* Problem statement
How many lines in the data below contain the word "wonderful"? Reply with the number alone.

* Given records
_ _ _ _

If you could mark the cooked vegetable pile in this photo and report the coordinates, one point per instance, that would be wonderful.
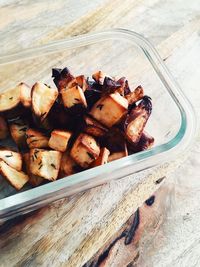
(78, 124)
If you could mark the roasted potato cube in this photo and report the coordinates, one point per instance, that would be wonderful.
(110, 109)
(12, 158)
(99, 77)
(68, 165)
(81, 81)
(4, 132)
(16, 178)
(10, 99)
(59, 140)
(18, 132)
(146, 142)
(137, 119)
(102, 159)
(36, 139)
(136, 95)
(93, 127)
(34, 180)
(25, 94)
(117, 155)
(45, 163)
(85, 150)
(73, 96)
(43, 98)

_ _ _ _

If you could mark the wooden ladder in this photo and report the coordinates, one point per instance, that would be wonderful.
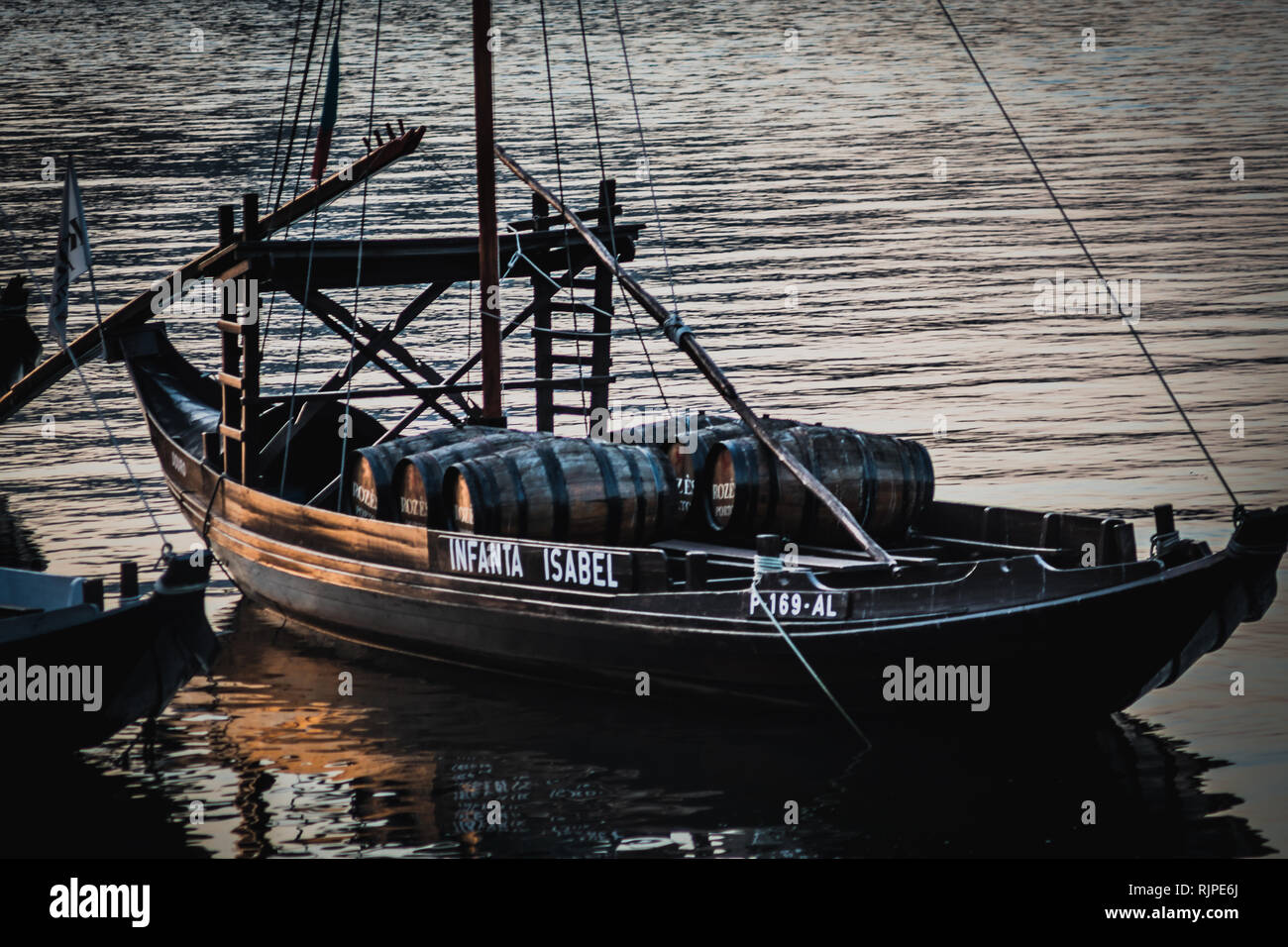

_ _ _ _

* Exercise answer
3